=== Texte fourni ===
Ainsi, il n’existait en Angleterre, particulièrement depuis l’opération de rachat sous Pitt, en 1798, de l’impôt foncier, aucun système général d’impôts directs, et l’état très embryonnaire des administrations publiques ne permettait pas d’en constituer un. C’est dans ces conditions qu’apparut, en 1798, le premier impôt sur le capital et le revenu, property and income tax ; il fut établi, à l’instance de Pitt, par une loi votée « accordant à Sa Majesté une aide et une contribution pour la continuation de la guerre ; » il s’agit de la guerre contre la France ; c’était une contribution extraordinaire, qui fournit 150 millions de francs, dans la deuxième année de son application, soit 100 millions de moins que la somme espérée : elle fut supprimée après la paix d’Amiens, laissant un arriéré considérable. La guerre ayant repris presque aussitôt, l’income tax fut rétabli en 1803, avec les cinq célèbres cédules, A, B, C, D, E, frappant les différentes catégories de revenu ; car il ne s’agissait que d’un impôt cédulaire, et non d’un impôt global : les revenus au-dessous de 60 livres sterling ou 1 500 francs étaient affranchis de la taxe et ceux entre 1 500 francs et 3 750 francs bénéficiaient de réductions. Cet impôt, quoique systématiquement établi, était toujours conçu comme une ressource de guerre et, en fait, il fut supprimé à la paix de 1815 ; il laissait d’amers souvenirs ; les registres qui avaient servi à le percevoir furent brûlés.
=== Données ===
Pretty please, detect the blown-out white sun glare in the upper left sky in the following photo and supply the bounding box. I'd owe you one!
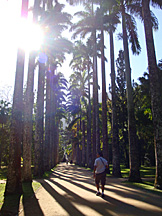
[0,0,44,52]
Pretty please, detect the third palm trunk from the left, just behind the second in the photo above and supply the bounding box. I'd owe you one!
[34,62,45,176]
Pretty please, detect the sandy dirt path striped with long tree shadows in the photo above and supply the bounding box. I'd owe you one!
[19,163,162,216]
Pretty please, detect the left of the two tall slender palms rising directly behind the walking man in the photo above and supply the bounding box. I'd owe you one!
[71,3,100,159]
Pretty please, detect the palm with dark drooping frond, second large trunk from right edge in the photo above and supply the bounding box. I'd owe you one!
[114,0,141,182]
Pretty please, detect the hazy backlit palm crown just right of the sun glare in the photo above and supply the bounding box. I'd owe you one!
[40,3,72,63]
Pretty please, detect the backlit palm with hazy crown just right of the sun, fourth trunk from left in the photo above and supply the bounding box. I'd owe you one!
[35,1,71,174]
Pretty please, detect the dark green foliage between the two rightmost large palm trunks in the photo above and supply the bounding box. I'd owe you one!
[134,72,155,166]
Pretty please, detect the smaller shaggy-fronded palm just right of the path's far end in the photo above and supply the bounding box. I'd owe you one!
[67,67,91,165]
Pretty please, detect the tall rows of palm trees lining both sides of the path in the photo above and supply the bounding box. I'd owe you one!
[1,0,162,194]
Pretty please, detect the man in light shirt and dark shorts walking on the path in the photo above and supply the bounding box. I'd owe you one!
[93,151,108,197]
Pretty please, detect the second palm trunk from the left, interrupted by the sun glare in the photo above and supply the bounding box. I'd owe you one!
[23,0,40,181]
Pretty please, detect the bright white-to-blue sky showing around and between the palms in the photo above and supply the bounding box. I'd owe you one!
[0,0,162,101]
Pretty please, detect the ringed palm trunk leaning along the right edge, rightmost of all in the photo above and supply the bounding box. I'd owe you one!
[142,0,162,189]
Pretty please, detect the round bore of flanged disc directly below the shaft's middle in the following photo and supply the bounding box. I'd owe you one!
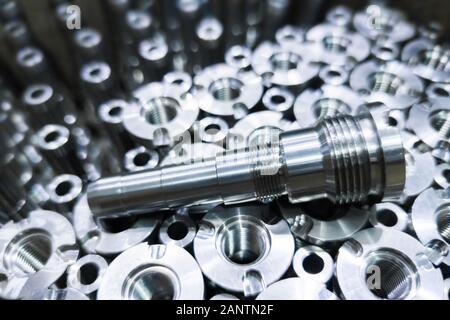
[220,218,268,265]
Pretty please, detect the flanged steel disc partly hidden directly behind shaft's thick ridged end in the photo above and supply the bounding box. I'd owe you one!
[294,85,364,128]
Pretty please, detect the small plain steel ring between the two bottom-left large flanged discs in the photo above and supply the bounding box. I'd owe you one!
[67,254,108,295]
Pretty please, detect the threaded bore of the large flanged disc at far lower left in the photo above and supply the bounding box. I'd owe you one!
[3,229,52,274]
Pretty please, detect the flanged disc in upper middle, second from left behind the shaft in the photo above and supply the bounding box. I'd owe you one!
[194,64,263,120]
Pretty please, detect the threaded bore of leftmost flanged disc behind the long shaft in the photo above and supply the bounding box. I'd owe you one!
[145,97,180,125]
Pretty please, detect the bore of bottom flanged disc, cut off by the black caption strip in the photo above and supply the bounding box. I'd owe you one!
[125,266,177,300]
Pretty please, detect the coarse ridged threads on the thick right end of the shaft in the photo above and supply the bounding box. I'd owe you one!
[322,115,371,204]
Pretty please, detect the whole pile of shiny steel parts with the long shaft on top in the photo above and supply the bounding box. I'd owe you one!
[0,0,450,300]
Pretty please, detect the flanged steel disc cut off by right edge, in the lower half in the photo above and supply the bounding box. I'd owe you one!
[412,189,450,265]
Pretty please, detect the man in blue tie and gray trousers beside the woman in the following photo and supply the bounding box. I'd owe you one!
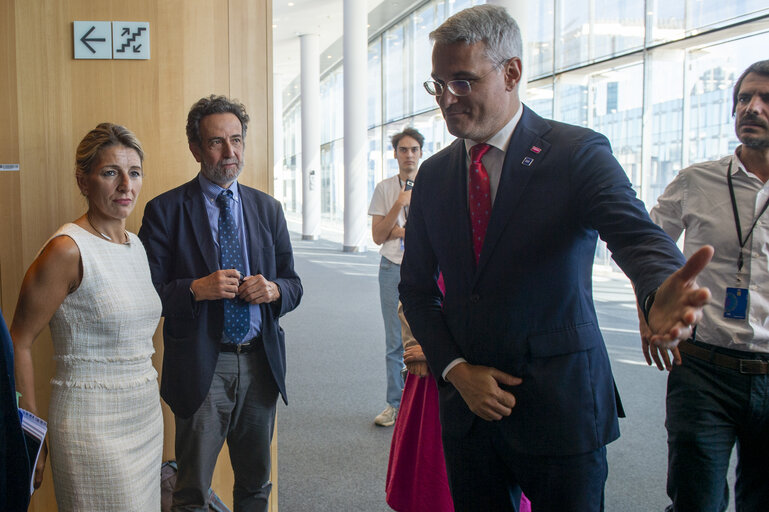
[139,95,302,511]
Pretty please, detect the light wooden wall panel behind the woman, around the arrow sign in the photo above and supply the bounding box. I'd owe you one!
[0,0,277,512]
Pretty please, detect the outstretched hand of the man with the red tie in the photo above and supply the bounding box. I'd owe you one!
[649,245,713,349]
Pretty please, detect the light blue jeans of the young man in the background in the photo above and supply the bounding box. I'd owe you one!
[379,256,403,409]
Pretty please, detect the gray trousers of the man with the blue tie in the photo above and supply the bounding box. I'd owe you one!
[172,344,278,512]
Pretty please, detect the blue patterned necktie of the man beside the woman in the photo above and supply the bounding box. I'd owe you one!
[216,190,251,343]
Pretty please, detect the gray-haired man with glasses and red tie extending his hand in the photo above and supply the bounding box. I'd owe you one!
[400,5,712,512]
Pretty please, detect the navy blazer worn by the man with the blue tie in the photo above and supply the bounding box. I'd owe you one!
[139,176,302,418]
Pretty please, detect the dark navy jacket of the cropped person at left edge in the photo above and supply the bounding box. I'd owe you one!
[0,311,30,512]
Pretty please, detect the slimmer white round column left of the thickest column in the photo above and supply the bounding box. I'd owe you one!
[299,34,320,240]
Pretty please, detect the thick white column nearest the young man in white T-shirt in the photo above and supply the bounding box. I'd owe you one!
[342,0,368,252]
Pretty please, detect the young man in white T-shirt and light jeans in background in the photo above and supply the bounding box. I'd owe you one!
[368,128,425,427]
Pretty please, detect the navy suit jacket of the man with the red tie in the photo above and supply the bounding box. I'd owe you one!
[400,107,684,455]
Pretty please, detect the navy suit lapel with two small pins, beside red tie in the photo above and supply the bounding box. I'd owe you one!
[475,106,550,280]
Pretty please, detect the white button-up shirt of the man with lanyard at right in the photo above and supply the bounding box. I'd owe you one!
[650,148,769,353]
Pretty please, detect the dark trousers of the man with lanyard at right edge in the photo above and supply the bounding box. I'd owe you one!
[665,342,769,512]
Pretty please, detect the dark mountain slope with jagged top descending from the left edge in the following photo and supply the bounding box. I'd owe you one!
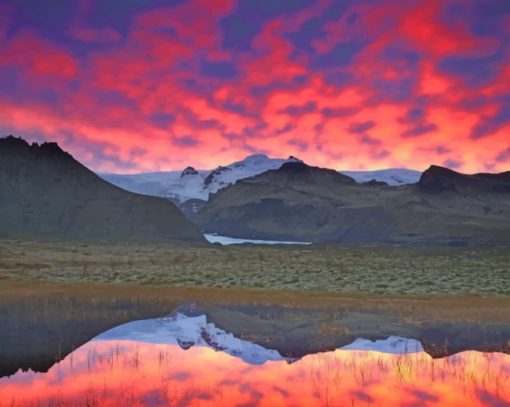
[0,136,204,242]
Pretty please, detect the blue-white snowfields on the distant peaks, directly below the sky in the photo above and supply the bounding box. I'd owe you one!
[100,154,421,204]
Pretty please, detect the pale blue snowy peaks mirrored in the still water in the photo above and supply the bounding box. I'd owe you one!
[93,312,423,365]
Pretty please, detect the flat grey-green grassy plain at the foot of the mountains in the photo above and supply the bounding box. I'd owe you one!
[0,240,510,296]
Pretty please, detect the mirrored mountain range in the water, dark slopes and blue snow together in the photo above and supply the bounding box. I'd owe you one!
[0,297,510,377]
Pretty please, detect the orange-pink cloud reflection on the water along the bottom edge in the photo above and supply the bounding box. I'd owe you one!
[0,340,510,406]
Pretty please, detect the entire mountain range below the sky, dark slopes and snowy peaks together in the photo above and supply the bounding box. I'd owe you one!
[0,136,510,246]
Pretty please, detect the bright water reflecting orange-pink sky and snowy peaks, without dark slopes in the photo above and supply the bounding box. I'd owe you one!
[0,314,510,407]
===
=== Données ===
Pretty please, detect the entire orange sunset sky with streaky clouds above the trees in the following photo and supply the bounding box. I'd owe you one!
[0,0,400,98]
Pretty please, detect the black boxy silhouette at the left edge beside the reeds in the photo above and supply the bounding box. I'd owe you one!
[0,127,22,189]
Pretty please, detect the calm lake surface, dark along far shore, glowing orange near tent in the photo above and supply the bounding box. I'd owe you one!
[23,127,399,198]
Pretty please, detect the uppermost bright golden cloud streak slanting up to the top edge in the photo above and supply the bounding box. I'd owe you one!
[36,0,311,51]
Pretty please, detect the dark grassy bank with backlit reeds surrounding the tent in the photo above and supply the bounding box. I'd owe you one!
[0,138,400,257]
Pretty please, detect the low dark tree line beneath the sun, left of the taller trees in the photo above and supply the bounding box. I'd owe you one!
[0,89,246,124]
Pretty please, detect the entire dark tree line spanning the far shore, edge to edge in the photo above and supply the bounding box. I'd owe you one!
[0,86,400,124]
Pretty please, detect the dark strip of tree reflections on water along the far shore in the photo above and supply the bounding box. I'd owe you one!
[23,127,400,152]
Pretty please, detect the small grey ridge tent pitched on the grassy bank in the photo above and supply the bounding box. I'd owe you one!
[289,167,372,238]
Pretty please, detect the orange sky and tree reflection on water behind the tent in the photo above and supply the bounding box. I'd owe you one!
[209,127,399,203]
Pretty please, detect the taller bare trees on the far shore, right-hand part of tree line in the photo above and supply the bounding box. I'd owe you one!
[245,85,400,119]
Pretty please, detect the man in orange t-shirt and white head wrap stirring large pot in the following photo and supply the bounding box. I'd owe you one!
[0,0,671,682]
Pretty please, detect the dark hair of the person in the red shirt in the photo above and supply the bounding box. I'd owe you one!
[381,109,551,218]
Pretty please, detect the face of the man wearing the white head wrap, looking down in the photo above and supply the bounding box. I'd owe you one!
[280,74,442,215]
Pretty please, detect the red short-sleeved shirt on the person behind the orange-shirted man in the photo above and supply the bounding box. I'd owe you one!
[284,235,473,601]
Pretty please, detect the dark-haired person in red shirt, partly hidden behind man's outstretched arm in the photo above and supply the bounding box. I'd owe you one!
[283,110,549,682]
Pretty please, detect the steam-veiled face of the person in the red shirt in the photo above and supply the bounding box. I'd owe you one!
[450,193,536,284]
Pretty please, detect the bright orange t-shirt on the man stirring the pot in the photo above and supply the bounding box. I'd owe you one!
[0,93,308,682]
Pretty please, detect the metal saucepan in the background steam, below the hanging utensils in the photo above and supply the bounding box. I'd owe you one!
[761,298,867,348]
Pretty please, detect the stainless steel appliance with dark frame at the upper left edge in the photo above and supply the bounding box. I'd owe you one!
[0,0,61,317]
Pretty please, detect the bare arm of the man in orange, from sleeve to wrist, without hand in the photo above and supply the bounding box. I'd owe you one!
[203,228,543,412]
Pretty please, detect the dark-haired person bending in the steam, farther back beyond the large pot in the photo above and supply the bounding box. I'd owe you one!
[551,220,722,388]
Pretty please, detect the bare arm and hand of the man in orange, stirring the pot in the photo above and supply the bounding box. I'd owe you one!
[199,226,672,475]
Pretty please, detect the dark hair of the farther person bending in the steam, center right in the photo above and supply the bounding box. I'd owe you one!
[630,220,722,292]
===
=== Données ===
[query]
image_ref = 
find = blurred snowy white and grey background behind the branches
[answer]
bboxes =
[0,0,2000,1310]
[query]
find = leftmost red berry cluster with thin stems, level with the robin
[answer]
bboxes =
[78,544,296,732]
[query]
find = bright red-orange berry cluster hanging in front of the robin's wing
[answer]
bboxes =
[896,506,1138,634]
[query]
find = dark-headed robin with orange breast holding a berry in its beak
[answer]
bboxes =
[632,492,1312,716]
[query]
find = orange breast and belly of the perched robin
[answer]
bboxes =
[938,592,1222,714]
===
*Consigne*:
Recopiez intégralement le texte sur l'impôt sur le revenu en Angleterre.

*Réponse*:
Ainsi, il n’existait en Angleterre, particulièrement depuis l’opération de rachat sous Pitt, en 1798, de l’impôt foncier, aucun système général d’impôts directs, et l’état très embryonnaire des administrations publiques ne permettait pas d’en constituer un. C’est dans ces conditions qu’apparut, en 1798, le premier impôt sur le capital et le revenu, property and income tax ; il fut établi, à l’instance de Pitt, par une loi votée « accordant à Sa Majesté une aide et une contribution pour la continuation de la guerre ; » il s’agit de la guerre contre la France ; c’était une contribution extraordinaire, qui fournit 150 millions de francs, dans la deuxième année de son application, soit 100 millions de moins que la somme espérée : elle fut supprimée après la paix d’Amiens, laissant un arriéré considérable. La guerre ayant repris presque aussitôt, l’income tax fut rétabli en 1803, avec les cinq célèbres cédules, A, B, C, D, E, frappant les différentes catégories de revenu ; car il ne s’agissait que d’un impôt cédulaire, et non d’un impôt global : les revenus au-dessous de 60 livres sterling ou 1 500 francs étaient affranchis de la taxe et ceux entre 1 500 francs et 3 750 francs bénéficiaient de réductions. Cet impôt, quoique systématiquement établi, était toujours conçu comme une ressource de guerre et, en fait, il fut supprimé à la paix de 1815 ; il laissait d’amers souvenirs ; les registres qui avaient servi à le percevoir furent brûlés.